__Text to read__:
CW: Dick, shall we start with you or the bakery or the newspapers.

DB: Either one is okay.

CW: Let’s do the bakery, it sounds interesting.

DB: My dad worked at Chubb’s Bakery for 37 years.

CW: I remember those rolls at Chubb’s, they just melted in your mouth. They were so good!

DB: Cody Chubb was a brother-in-law to my dad. His wife Maude was my dad’s sister. That is how my parents became involved with the bakery.

CW: You know I remember interviewing Dorothy Vocke. She said that when she was a little girl she worked at that bakery. After everybody had gone home she said the football team boys would come in hoping to get a handout from what was left in the bakery.

DB: My mother worked there too as a clerk before she went to the courthouse. Then she worked at the courthouse in different departments there.

CW: That is how Florian Sauer met his wife. She worked there.

DB: I don’t remember that but Deak Herman, his wife Viola also worked at the bakery.

CW: He was a prosperous man in his business.

DB: I used to stop up there quite often after grade school many hours and watch my dad bake. I really enjoyed that.

CW: Did he let you do anything around the bakery?

__Object pointing dataset rows__:
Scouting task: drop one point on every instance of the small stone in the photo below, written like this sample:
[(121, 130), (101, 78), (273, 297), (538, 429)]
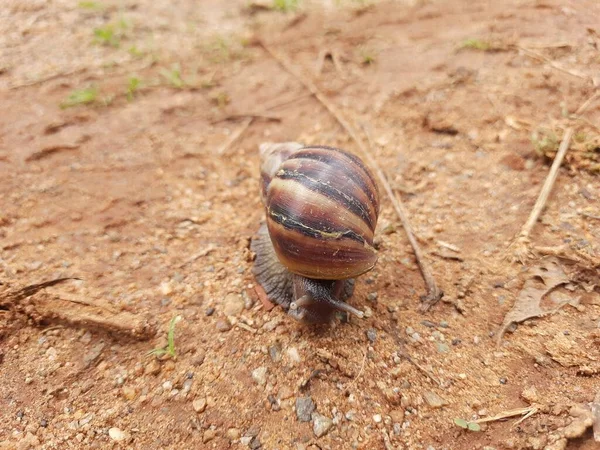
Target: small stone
[(208, 435), (304, 408), (223, 325), (275, 352), (434, 400), (285, 392), (442, 347), (255, 443), (259, 375), (233, 304), (397, 415), (199, 404), (128, 392), (271, 324), (321, 424), (198, 359), (371, 335), (530, 394), (152, 368), (293, 355), (233, 434), (116, 434), (29, 441)]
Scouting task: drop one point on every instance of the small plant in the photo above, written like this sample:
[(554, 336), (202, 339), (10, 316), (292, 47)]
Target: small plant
[(222, 99), (476, 44), (135, 52), (133, 85), (545, 142), (111, 34), (471, 426), (285, 5), (80, 97), (170, 348), (173, 76), (367, 57), (106, 36), (93, 6)]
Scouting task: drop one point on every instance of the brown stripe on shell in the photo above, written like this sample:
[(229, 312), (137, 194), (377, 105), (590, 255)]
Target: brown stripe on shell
[(347, 162), (321, 259), (312, 214), (341, 187)]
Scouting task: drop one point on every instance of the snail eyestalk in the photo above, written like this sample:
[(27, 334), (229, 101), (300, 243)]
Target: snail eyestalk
[(307, 300)]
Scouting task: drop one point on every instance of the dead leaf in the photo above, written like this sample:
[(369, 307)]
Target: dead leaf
[(596, 417), (542, 280)]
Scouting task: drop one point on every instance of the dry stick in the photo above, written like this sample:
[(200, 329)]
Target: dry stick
[(552, 63), (433, 292), (520, 245), (235, 136)]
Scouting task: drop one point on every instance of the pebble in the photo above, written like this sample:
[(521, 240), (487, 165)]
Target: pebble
[(233, 434), (397, 415), (255, 443), (233, 304), (371, 335), (152, 368), (199, 404), (208, 435), (27, 442), (434, 400), (321, 424), (530, 394), (304, 408), (116, 434), (128, 392), (259, 375), (223, 325), (293, 355), (442, 348), (271, 324)]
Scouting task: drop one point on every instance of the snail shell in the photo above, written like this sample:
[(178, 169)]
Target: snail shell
[(321, 205)]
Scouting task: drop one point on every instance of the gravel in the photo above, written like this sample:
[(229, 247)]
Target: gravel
[(304, 408), (321, 424)]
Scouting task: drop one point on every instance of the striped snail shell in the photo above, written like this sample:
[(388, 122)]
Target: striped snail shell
[(321, 208)]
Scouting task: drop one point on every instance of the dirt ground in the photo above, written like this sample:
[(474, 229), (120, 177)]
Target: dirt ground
[(132, 188)]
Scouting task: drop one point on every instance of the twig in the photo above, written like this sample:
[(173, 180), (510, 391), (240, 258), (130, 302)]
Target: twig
[(235, 136), (520, 245), (525, 412), (553, 63), (362, 367), (269, 117), (433, 292)]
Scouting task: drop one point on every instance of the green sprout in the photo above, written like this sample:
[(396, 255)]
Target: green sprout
[(476, 44), (471, 426), (80, 97), (173, 76), (285, 5), (170, 348), (133, 85), (93, 6)]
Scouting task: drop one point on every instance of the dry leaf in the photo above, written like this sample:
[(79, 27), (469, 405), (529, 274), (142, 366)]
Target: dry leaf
[(596, 417), (542, 279)]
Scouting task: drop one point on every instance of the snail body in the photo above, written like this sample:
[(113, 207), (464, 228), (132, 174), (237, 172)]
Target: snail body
[(321, 208)]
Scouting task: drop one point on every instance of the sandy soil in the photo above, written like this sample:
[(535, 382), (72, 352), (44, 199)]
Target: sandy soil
[(137, 195)]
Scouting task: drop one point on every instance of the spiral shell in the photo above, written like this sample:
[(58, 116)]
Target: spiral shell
[(322, 206)]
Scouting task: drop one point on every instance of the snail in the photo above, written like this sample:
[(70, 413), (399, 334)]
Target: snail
[(321, 208)]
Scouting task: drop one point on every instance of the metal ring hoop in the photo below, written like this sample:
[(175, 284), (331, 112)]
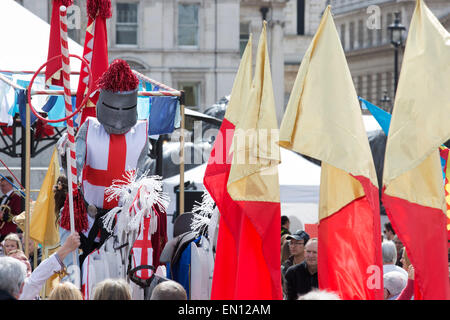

__Given problem 1__: Reproduce the bakery interview transcript word for word, in full.
__Given problem 2__: Rewrite the records from the line containing "Scouting task: drop one point on every instance of the striped" down through the line containing "[(132, 188)]", replacing "dirt ground" with "bare soil" and leaving everything else unchanged. Provide only those lines.
The interview transcript and the records were drawn from separate, unrelated sources.

__Problem solution 1__:
CW: Dick, shall we start with you or the bakery or the newspapers.

DB: Either one is okay.

CW: Let’s do the bakery, it sounds interesting.

DB: My dad worked at Chubb’s Bakery for 37 years.

CW: I remember those rolls at Chubb’s, they just melted in your mouth. They were so good!

DB: Cody Chubb was a brother-in-law to my dad. His wife Maude was my dad’s sister. That is how my parents became involved with the bakery.

CW: You know I remember interviewing Dorothy Vocke. She said that when she was a little girl she worked at that bakery. After everybody had gone home she said the football team boys would come in hoping to get a handout from what was left in the bakery.

DB: My mother worked there too as a clerk before she went to the courthouse. Then she worked at the courthouse in different departments there.

CW: That is how Florian Sauer met his wife. She worked there.

DB: I don’t remember that but Deak Herman, his wife Viola also worked at the bakery.

CW: He was a prosperous man in his business.

DB: I used to stop up there quite often after grade school many hours and watch my dad bake. I really enjoyed that.

CW: Did he let you do anything around the bakery?

__Problem solution 2__:
Scouting task: drop one point on every instance of the striped snail shell in the photo above, written like this sample:
[(388, 122)]
Target: striped snail shell
[(321, 208)]
Scouting task: drop one point on every instance of the bare soil in the photo above, written like this sample:
[(474, 229), (120, 177)]
Target: bare soil
[(132, 188)]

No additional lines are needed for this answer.